Task instructions: Whenever a line of the records below contains the word "positive", copy that line.
┄┄┄┄┄┄┄┄┄┄┄┄┄┄┄┄┄┄┄┄
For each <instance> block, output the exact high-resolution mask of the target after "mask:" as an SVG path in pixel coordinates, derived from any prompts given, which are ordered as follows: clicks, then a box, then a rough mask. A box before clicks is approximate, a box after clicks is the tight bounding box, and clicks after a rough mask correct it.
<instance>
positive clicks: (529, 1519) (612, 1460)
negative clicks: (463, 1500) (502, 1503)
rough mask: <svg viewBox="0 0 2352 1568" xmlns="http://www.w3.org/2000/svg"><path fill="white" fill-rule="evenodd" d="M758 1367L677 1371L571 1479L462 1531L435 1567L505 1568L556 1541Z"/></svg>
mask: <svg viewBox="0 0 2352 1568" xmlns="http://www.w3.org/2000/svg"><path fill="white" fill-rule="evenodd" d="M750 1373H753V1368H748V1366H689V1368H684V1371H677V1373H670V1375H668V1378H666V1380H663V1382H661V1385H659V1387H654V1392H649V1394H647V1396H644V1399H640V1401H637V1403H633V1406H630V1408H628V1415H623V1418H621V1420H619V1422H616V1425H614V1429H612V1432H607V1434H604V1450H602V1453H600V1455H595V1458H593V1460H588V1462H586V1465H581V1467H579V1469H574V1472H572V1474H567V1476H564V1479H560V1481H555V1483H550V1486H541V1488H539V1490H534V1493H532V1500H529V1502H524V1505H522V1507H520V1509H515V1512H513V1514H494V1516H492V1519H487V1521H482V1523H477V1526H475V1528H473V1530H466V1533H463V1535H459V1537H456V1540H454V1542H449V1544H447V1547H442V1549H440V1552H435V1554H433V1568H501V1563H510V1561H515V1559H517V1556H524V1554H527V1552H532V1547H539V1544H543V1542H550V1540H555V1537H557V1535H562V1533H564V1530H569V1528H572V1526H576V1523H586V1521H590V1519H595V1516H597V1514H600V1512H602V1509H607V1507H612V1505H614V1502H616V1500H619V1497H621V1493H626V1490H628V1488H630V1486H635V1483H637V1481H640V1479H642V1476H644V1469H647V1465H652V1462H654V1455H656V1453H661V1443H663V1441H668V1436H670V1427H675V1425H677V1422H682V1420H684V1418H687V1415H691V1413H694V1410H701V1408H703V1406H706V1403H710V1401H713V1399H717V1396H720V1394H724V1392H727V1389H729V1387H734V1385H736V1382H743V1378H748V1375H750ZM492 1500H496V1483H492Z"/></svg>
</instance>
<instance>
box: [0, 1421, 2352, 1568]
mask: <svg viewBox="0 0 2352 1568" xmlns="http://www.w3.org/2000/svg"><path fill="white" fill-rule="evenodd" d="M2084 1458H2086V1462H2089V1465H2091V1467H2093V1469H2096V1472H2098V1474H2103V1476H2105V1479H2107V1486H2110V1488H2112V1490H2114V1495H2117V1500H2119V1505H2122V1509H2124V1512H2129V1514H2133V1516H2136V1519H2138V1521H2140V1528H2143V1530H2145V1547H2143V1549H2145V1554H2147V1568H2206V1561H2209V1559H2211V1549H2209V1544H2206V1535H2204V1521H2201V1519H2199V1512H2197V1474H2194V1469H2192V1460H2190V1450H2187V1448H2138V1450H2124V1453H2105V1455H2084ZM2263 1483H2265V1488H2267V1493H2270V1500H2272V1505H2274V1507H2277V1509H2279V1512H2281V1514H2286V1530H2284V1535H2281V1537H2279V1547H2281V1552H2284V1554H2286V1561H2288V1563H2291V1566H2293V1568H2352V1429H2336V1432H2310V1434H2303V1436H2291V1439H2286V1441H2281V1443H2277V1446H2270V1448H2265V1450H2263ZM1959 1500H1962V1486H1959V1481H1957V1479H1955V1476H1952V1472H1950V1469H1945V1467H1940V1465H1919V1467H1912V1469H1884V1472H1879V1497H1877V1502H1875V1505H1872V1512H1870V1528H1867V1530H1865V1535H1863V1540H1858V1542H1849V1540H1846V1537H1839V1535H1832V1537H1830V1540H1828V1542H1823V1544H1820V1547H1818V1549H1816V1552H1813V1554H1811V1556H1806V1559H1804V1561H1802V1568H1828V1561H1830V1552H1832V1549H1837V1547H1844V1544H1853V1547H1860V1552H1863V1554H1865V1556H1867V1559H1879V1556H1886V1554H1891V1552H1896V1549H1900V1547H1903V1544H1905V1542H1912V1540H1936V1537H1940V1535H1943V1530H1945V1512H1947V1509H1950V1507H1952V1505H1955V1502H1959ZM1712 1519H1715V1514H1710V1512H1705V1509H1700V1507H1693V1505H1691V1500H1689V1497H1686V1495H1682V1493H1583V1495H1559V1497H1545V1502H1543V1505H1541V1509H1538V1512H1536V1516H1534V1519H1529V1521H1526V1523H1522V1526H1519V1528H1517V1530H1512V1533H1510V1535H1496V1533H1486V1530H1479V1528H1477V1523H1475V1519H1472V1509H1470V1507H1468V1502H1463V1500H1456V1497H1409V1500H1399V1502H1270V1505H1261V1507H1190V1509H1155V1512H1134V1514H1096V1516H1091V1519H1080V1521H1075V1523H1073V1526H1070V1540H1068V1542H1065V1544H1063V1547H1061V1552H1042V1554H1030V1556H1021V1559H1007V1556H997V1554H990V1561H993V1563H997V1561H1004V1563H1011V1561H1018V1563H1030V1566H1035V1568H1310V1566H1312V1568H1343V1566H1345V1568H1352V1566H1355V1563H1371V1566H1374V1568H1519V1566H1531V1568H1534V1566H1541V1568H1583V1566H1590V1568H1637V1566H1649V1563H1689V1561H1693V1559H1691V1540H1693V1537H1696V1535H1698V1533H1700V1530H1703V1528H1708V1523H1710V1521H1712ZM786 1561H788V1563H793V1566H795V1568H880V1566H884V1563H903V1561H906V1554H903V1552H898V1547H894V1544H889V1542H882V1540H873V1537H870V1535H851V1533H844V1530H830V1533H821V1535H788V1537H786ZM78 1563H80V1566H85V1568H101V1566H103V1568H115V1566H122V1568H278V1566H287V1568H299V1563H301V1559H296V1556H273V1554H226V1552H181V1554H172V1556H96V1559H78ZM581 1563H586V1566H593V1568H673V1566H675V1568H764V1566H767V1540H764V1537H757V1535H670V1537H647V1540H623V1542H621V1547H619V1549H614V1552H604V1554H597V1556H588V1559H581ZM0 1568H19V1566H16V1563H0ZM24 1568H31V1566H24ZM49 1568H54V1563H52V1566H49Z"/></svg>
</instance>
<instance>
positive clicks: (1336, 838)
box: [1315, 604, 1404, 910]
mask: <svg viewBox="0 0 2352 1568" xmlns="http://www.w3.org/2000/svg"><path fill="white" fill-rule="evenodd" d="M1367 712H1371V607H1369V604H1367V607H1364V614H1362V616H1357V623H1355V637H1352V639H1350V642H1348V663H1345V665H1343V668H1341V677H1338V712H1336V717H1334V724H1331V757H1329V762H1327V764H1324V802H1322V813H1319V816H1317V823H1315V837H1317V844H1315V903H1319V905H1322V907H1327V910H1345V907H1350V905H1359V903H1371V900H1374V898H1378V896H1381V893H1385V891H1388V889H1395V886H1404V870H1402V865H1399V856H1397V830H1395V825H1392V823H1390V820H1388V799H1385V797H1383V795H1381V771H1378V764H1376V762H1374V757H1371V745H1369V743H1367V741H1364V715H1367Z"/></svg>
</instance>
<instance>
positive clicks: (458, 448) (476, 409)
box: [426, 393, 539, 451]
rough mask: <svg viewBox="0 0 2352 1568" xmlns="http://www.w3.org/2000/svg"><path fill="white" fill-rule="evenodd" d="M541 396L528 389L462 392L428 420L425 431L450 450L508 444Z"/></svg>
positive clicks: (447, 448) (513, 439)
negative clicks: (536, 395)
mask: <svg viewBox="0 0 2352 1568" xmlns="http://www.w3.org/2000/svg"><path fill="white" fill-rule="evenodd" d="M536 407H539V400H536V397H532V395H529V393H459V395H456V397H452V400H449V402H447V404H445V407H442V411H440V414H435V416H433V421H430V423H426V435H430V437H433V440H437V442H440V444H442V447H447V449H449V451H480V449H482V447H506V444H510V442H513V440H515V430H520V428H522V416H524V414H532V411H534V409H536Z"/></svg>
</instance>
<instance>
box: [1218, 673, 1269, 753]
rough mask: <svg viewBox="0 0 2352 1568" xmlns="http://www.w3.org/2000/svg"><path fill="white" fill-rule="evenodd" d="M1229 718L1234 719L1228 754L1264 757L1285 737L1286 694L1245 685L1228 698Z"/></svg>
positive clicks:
┄┄┄┄┄┄┄┄┄┄┄┄┄┄┄┄┄┄┄┄
Answer section:
positive clicks: (529, 1519) (612, 1460)
positive clicks: (1336, 838)
positive clicks: (458, 448) (476, 409)
positive clicks: (447, 448) (513, 439)
positive clicks:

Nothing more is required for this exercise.